[Records from a data source]
■ ■ ■ ■ ■ ■ ■

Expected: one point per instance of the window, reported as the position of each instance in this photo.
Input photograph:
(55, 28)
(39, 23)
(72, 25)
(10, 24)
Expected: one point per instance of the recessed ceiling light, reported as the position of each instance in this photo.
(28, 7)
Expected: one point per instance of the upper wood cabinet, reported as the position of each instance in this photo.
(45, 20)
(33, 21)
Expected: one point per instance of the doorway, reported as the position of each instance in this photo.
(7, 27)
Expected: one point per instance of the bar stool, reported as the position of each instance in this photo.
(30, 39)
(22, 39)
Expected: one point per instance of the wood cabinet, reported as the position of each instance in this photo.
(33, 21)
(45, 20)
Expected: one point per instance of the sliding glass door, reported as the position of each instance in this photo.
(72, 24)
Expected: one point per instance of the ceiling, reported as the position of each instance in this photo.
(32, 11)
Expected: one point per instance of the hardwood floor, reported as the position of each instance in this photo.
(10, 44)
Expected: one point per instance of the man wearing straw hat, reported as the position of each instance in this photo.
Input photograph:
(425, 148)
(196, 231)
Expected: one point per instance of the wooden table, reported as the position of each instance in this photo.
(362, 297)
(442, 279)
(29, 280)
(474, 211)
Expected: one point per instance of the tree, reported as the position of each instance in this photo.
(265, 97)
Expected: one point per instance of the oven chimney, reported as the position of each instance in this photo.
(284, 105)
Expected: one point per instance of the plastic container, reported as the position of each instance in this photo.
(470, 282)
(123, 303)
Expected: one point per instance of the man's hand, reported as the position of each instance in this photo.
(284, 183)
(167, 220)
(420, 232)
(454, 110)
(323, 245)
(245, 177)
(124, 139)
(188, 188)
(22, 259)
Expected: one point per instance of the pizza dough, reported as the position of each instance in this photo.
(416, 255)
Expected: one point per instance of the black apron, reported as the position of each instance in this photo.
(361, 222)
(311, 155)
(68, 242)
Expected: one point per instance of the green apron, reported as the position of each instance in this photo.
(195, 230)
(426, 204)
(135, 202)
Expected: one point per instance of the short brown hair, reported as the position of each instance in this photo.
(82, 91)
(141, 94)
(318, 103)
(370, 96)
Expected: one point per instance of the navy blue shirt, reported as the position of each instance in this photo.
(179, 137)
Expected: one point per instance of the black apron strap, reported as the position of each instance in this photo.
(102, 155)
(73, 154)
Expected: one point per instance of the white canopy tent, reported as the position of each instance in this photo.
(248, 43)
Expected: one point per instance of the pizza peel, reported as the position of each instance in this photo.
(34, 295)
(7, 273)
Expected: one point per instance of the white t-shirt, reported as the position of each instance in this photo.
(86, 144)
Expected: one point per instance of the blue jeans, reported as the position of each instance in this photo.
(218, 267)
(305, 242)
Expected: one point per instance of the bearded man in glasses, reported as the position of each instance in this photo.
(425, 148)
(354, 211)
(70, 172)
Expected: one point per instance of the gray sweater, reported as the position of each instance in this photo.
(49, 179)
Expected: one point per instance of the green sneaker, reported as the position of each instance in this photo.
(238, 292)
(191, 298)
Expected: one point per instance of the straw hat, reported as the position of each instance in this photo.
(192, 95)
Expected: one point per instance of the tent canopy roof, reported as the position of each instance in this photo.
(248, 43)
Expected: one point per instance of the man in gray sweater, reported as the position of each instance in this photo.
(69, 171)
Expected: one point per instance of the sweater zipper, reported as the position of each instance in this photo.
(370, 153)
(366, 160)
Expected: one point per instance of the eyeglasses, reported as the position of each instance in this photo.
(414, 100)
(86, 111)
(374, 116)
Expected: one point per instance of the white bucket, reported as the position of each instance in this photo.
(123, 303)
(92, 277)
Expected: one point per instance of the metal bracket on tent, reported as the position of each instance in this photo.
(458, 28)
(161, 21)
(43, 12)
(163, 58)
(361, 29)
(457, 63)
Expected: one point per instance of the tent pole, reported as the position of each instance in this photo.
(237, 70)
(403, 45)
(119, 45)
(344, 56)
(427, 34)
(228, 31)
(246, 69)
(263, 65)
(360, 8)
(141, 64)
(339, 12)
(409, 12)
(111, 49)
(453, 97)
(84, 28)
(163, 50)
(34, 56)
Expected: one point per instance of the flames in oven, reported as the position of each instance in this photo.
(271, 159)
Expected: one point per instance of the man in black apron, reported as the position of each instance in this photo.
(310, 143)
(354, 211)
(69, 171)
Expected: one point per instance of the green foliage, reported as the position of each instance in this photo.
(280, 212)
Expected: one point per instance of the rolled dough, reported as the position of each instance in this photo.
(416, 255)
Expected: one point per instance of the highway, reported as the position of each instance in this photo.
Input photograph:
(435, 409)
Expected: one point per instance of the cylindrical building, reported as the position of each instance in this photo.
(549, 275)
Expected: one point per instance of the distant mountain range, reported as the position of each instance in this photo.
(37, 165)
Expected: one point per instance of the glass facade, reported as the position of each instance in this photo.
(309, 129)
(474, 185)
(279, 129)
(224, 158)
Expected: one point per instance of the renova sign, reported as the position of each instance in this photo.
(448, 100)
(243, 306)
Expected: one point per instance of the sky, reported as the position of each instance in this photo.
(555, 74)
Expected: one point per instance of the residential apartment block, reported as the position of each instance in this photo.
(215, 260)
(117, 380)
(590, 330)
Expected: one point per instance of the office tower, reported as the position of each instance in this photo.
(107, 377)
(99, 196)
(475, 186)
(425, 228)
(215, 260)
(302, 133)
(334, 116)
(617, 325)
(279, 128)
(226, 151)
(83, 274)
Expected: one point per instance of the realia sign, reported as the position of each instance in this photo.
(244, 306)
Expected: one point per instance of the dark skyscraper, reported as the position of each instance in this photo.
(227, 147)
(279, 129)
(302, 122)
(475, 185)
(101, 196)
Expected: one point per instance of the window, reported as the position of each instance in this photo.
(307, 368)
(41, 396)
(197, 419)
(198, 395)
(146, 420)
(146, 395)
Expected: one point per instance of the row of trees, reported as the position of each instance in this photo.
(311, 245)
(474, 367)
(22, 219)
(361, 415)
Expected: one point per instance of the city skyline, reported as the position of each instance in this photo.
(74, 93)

■ ■ ■ ■ ■ ■ ■

Given instruction |
Rewrite all of the material above with "instance" changed to "occurrence" everywhere it appears. Leave everything else as it is.

The response |
Expected: one point per occurrence of the window, reported as the position of each occurrence in this photo.
Input photograph:
(55, 28)
(39, 23)
(72, 25)
(10, 24)
Expected: one point per occurrence of the recessed ceiling light, reported as the position of each occurrence in this photo.
(28, 7)
Expected: one point per occurrence of the upper wood cabinet, reported as the position of each occurrence in this photo.
(45, 20)
(33, 21)
Expected: one point per occurrence of the doorway, reported as the position of each occurrence in this photo.
(7, 27)
Expected: one point per occurrence of the bar stool, reported as the position of each occurrence in this photo.
(30, 39)
(22, 39)
Expected: one point per occurrence of the wood cabinet, reported as the position of each occurrence in this photo.
(33, 21)
(45, 20)
Expected: one point per occurrence of the sliding glass door, reported as the position of each occurrence in this photo.
(72, 24)
Expected: one point per occurrence of the ceiling, reported as the position of each occurrence in this photo.
(32, 11)
Expected: one point per occurrence of the hardwood floor, reported as the position of each occurrence in this photo.
(10, 44)
Expected: one point per occurrence of the man wearing straw hat, reported as the position of each occurrence in this photo.
Input photograph:
(425, 148)
(196, 231)
Expected: one point per occurrence of the wooden table, reported as the position of each occurrence in this photo.
(362, 297)
(442, 279)
(29, 280)
(474, 211)
Expected: one point per occurrence of the tree, reported as the position of each occurrence in this photo.
(265, 97)
Expected: one point per occurrence of the oven chimney, reported as the position of each occurrence in this photo.
(284, 105)
Expected: one point per occurrence of the plastic container, reported as the position of each occurrence in this photo.
(470, 282)
(123, 303)
Expected: one point per occurrence of the man's hand, reported as the position of each occurrence in this photo.
(284, 183)
(167, 220)
(420, 232)
(454, 110)
(323, 245)
(245, 177)
(124, 139)
(188, 188)
(22, 259)
Expected: one point per occurrence of the pizza dough, reported as the position of each occurrence in this photo.
(416, 255)
Expected: one point per occurrence of the black apron, reported as the position of each occurrence in this photo.
(361, 222)
(311, 155)
(68, 242)
Expected: one point per occurrence of the green apron, reported as the position of each occurrence in this photo.
(195, 230)
(426, 204)
(135, 202)
Expected: one point per occurrence of the short brown hair, reported as the position of each occurrence in this photo.
(82, 91)
(141, 94)
(318, 103)
(370, 96)
Expected: one point per occurrence of the navy blue shirt, reported as the position of each occurrence in this photo.
(179, 137)
Expected: one point per occurrence of the black apron strap, reported as the position of each occurrence in this photo.
(102, 155)
(73, 154)
Expected: one point per occurrence of the white canopy tent, reported as the position of each occurrence in this photo.
(248, 43)
Expected: one point per occurrence of the pizza peel, reported as the position of each occurrence in this photo.
(34, 295)
(7, 273)
Expected: one point per occurrence of the white t-shirt, reported as the position of each occurrence in this photo.
(86, 144)
Expected: one point per occurrence of the blue jeans, reported as the position of each occurrence in this photo.
(218, 267)
(305, 242)
Expected: one point per occurrence of the bearded man in glasses, reported as the position of each occurrence in this photo.
(425, 148)
(354, 211)
(70, 172)
Expected: one point per occurrence of the gray sweater, reported as the position of each occurrence in this photo.
(49, 179)
Expected: one point per occurrence of the green sneaker, reported as the position of each occurrence in this photo.
(238, 292)
(191, 298)
Expected: one point per occurrence of the straw hat, reported as the position of each occurrence in this photo.
(192, 95)
Expected: one point per occurrence of the tent canopy roof, reported as the position of each occurrence in this photo.
(248, 43)
Expected: one point per occurrence of the man in gray sweater, reported as the position of each occurrence in this photo.
(69, 171)
Expected: one point per occurrence of the sweater zipper, reported as the position of each occurrence in this photo.
(370, 153)
(366, 160)
Expected: one point per occurrence of the eyeglasses, reported as the position of each occurrence in this photo.
(414, 100)
(86, 111)
(374, 116)
Expected: one point per occurrence of the white bucket, reported as the position of each occurrence in this photo.
(123, 303)
(92, 277)
Expected: one point per occurrence of the metal bracket on tent, reported as the position of each occurrence in this photo.
(458, 28)
(161, 21)
(43, 12)
(163, 58)
(361, 29)
(457, 63)
Expected: one point per occurrence of the tent pole, reported as the position of each occurrence in this photo.
(237, 70)
(403, 45)
(119, 45)
(344, 56)
(427, 34)
(228, 31)
(246, 69)
(263, 65)
(360, 8)
(141, 64)
(339, 12)
(409, 12)
(111, 49)
(453, 97)
(84, 28)
(163, 50)
(34, 56)
Expected: one point per occurrence of the flames in oven, reported as the position of each occurrence in this photo.
(271, 159)
Expected: one point per occurrence of the man in black apron, reported as the position of each occurrence in this photo.
(310, 143)
(354, 211)
(69, 171)
Expected: one point per occurrence of the green foliage, reported as the position of each occurrence in this photo.
(280, 212)
Expected: one point per occurrence of the rolled dough, reported as the position of each occurrence in this photo.
(416, 255)
Expected: one point per occurrence of the highway, reported as the position of each occurrence in this photo.
Input photograph:
(435, 409)
Expected: one point per occurrence of the cylindrical building, reported as the position of each occurrence in this photo.
(549, 275)
Expected: one point per occurrence of the distant mountain range, reported as the position of each occurrence in this photo.
(37, 165)
Expected: one point per occurrence of the glass facade, reported as the position of each occurrence in this photo.
(309, 129)
(474, 185)
(279, 129)
(224, 158)
Expected: one point per occurrence of the renova sign, reported as the position of each occurrence in this photo.
(448, 100)
(243, 306)
Expected: one point per occurrence of the sky, reported as the position of each occurrence in this photo.
(555, 74)
Expected: one point per occurrence of the residential apartment block, reported as the position of each occurrence in this photo.
(215, 260)
(117, 380)
(590, 330)
Expected: one point per occurrence of the office tower, reported as the position of each occurrence in this photo.
(107, 377)
(99, 196)
(475, 186)
(425, 228)
(215, 260)
(302, 133)
(334, 116)
(617, 325)
(279, 128)
(226, 151)
(83, 274)
Expected: one point per occurrence of the realia sign, reported as the position of each occurrence in this photo.
(244, 306)
Expected: one point per occurrence of the dark skyscraper, reported as the position of each occurrence in this photo.
(227, 147)
(279, 129)
(302, 122)
(475, 185)
(101, 196)
Expected: one point per occurrence of the window, reported as the position of each occurrence in this photo.
(307, 368)
(41, 396)
(197, 419)
(198, 395)
(146, 420)
(146, 395)
Expected: one point per occurrence of the row of trees, reported as the position of each occurrence in this photo.
(311, 245)
(474, 367)
(22, 219)
(361, 415)
Expected: one point per occurrence of the city skyline, reported as the position of each occurrence in this photo.
(74, 93)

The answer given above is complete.